[DIRECTION A]:
Answer these questions about the passage on rubber concrete testing, one line each:
(i) At what temperature was the test block dried before its initial mass was weighed?
(ii) How long did one dry–wet cycle last?
(iii) How many loading and unloading cycles were performed in total?
[DIRECTION B]: Carry on the passage on rubber concrete testing, starting right after its final sentence.

[READING TEXT]:
2.3. Test Scheme Design

In this paper, the particle size of rubber particles is taken as the research parameter, and RC is taken as the research object. Among them, rubber particles are used as fine aggregate to replace sand in an equal volume, the dosage is designed to be 10%, and the particle sizes of rubber particles are 0.85 mm, 1–3 mm, and 3–6 mm, respectively. The high temperature of 105 ± 5 °C was set up in the electrothermal constant-temperature drying box to dry the test block, so as to avoid the error influence of the internal moisture of concrete on the dry–wet cycle damage, and the initial quality was weighed after drying and cooling to room temperature.

The dry–wet cycle test was carried out in an electrothermal constant-temperature drying oven. The sample was taken out after soaking in 5% Na₂SO₄ solution for 16 h, and then placed in an oven at 80 °C for 6 h. After drying, it was cooled for 2 h. One dry–wet cycle was 24 h, and the number of dry–wet cycles was 0, 30, 60, 90, and 120 times. To ensure the concentration of sodium chloride solution requirements, the solution was replaced every 30 days. After every 30 dry–wet cycles, the test block was placed in an electrothermal constant temperature drying oven and dried. After wiping the residual sulfate with clear water at both ends of the test block, the drying quality of RC and NC was measured. The NN-4B non-metallic ultrasonic detection analyzer was used to determine the ultrasonic parameters [36]. The sampling period was 0.4 µs and the emission voltage was 500 V.

The cyclic loading and unloading tests were carried out using an RDL-200 electronic creep relaxation tester. Two different test loading paths were designed for RC and NC with different dry–wet cycles, which were the uniaxial compression test path and cyclic loading–unloading test path. The uniaxial compression test adopts displacement control, the speed is set to 1 mm/min, until the test block is destroyed, and the uniaxial compressive failure load of the cylinder is measured. In the cyclic loading and unloading test, the test block is pre-loaded with a 500 N force to ensure the correct alignment and full contact between the test block and the test device. The test process adopts stress control, and the loading and unloading rate is 30 KN/min. The upper limit of the loading load is 60% of the uniaxial compressive failure load, and the lower limit of the unloading load is 100 N. A loading and unloading process is used as a cycle, and a total of 50 cycles are performed.

3. Experimental Results and Analysis

3.1. Appearance Analysis

In the early stage of dry–wet cycle, the appearance of RC specimens with three different rubber particle sizes did not change significantly. With the dry–wet cycle, the pit corrosion on the concrete surface increased significantly or small cracks appeared. The apparent morphology of RC specimens with different rubber particle sizes after 90 and 120 dry–wet cycles is shown in Figure 1.

[ENTRIES]:

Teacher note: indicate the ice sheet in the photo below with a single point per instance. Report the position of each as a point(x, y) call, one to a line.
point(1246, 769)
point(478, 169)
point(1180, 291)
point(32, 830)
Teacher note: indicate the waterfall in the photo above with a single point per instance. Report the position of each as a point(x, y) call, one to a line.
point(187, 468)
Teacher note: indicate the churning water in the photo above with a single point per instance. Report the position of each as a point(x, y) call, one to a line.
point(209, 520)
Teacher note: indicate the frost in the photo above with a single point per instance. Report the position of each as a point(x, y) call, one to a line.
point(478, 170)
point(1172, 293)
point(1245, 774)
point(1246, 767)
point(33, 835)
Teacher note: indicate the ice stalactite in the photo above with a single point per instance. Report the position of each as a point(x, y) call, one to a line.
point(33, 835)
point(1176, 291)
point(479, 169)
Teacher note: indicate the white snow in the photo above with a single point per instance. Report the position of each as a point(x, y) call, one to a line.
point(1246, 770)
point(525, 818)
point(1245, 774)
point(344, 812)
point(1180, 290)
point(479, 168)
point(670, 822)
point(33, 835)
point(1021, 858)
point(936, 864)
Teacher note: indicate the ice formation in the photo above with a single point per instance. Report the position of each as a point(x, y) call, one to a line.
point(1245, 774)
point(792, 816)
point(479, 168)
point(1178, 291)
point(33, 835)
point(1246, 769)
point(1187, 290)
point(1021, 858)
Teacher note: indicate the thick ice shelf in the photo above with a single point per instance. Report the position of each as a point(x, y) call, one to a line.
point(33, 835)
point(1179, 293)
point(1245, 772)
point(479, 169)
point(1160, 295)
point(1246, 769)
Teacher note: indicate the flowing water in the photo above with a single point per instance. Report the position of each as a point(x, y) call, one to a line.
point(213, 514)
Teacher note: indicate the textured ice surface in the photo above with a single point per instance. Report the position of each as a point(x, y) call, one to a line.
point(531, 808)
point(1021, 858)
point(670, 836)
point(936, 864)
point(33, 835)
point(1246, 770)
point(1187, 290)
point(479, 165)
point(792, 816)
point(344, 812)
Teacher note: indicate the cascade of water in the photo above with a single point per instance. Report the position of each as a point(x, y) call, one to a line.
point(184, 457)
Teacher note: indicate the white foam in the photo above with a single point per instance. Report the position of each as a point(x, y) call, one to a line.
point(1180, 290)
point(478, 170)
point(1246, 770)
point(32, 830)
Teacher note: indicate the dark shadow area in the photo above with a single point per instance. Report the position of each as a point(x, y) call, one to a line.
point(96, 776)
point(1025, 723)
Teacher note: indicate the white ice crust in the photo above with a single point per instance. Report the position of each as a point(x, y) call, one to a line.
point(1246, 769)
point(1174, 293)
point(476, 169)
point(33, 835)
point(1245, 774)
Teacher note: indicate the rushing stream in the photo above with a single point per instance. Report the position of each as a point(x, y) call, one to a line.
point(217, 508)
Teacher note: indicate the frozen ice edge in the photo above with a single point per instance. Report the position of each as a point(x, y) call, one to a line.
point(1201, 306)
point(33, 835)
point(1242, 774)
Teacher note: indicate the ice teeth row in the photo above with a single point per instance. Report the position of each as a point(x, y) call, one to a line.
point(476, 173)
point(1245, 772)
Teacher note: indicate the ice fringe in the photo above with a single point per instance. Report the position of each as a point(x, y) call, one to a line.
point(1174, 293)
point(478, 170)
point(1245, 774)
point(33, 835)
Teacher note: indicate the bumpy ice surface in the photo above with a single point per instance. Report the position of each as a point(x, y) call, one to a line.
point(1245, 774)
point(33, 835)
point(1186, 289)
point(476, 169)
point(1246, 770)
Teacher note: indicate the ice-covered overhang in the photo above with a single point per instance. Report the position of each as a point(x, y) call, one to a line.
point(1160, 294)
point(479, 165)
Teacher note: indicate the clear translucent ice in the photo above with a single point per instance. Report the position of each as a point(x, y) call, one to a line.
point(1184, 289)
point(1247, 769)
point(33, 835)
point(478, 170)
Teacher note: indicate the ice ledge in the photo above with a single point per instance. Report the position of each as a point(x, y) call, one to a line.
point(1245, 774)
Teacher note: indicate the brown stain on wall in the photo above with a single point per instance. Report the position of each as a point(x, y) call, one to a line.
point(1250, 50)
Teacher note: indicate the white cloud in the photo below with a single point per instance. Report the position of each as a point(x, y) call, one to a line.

[RESULT A]:
(i) 105 ± 5 °C
(ii) 24 h
(iii) 50

[RESULT B]:
As shown in Figure 1a,b, after 90 dry–wet cycles, there are many erosion holes on the surface of the concrete specimen, and the edges of the upper and lower ends are passivated. The cement mortar at the end of the RC specimen with a rubber particle size of 3–6 mm is slightly peeled off, and the damage is the most serious. After 120 dry–wet cycles, the concrete test block is seriously eroded, micro-cracks appear on the surface, the upper and lower ends are passivated, and even some test blocks appear to have fine aggregate shedding, exposing the internal coarse aggregate. This is due to the erosion of sulfate solution, and SO₄²⁻ establishes a three-dimensional transmission area at the end of the test piece to accelerate the erosion process. In the middle and late stages of the dry–wet cycle, the sulfate solution accelerates the deterioration rate of the concrete. With the continuous immersion and drying of water molecules in the RC, the internal pores increase, the cracks gradually penetrate, the internal bonding force and friction force of the concrete decrease, the structure gradually loosens, and the surface of the test block peels off significantly. Secondly, the rubber particles in RC do not participate in the cement hydration reaction, and there is a lack of strong chemical bonding force between rubber particles and other aggregates, resulting in a large gap and accelerating the erosion rate of the sulfate solution. With the increase in the particle size of the rubber particles, the gap around the rubber particles increases, and the range of crystal erosion damage caused by SO₄²⁻ to the concrete increases, which accelerates the invasion of SO₄²⁻. With the progress of the dry–wet cycle, the crystals accumulate in the pores of the concrete, forming a large crystal pressure, resulting in an increase in the pores and the penetration of the cracks, and the concrete surface forms more obvious cracks. The experimental phenomena show that with the increase in dry–wet cycles, the surface damage of RC specimens becomes more serious, and with the increase in rubber particles, the internal voids increase. At this time, the erosion damage of the sulfate solution to RC specimens becomes more serious, and the corrosion resistance of concrete specimens is worse. Among them, the damage of RC samples with a rubber particle size of 3–6 mm is the most serious, and the corrosion resistance of RC samples with a rubber particle size of 0.85 mm is the best.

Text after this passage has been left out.